▶ [Problema]
Converta todo o material abaixo em um CSV de duas colunas, "texto" e "resposta", com uma linha para cada trecho de texto junto com os pontos que o acompanham, cada um em um único campo entre aspas e com as quebras de linha trocadas por espaços. Deixe as imagens de fora do CSV.

⟨

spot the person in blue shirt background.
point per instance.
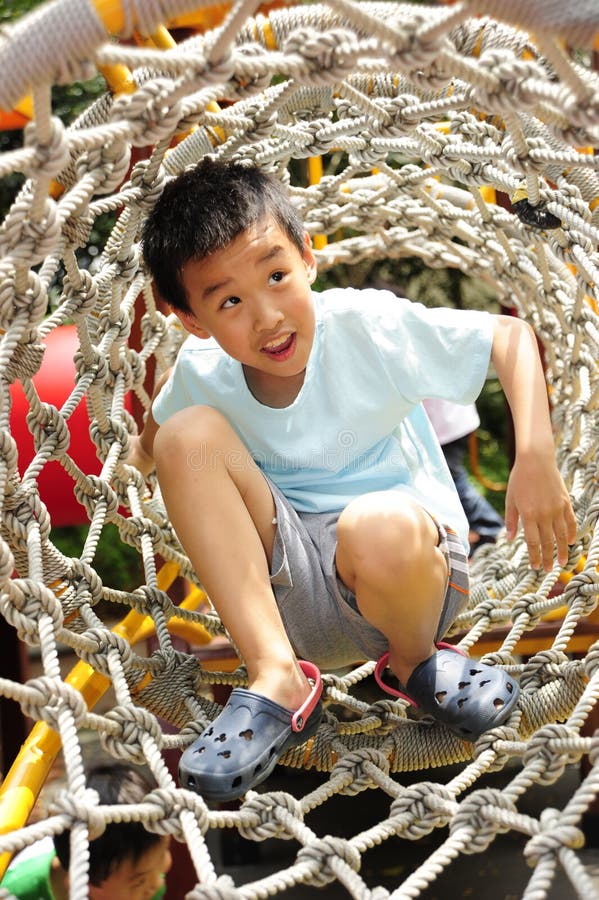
(126, 862)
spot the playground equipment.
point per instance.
(425, 118)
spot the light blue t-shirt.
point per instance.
(357, 424)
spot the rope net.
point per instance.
(431, 110)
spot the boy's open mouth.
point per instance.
(281, 349)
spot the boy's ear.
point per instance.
(190, 323)
(309, 258)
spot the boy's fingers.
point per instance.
(571, 524)
(561, 540)
(511, 521)
(533, 542)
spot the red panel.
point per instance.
(54, 382)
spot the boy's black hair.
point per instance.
(203, 210)
(115, 783)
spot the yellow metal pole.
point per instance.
(29, 771)
(315, 174)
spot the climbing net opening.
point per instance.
(436, 113)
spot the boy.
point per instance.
(302, 476)
(126, 862)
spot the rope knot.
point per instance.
(46, 697)
(262, 817)
(166, 807)
(419, 809)
(556, 747)
(476, 815)
(356, 764)
(131, 726)
(82, 806)
(552, 837)
(322, 857)
(321, 56)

⟩

▶ [Problema resolvido]
texto,resposta
"spot the person in blue shirt background. point per instance.","(126, 862)"
"spot the playground equipment. point per instance.","(425, 118)"
"spot the light blue t-shirt. point per instance.","(357, 424)"
"spot the rope net. point per instance.","(431, 110)"
"spot the boy's open mouth. point per instance.","(281, 349)"
"spot the boy's ear. point per instance.","(190, 323) (309, 258)"
"spot the boy's fingers. point per instance.","(571, 524) (561, 540) (511, 521) (533, 542)"
"spot the red panel. point per instance.","(54, 382)"
"spot the boy's black hair. point per instance.","(203, 210) (115, 783)"
"spot the yellow metal pole. point per instance.","(29, 771) (315, 174)"
"spot the climbing net opening. point per instance.","(436, 113)"
"spot the boy. point per instance.","(302, 476) (126, 862)"
"spot the rope knot. point per instance.","(46, 697) (262, 817) (166, 807) (419, 809) (556, 747) (476, 815) (356, 764) (131, 726) (82, 806) (552, 837) (322, 857) (321, 56)"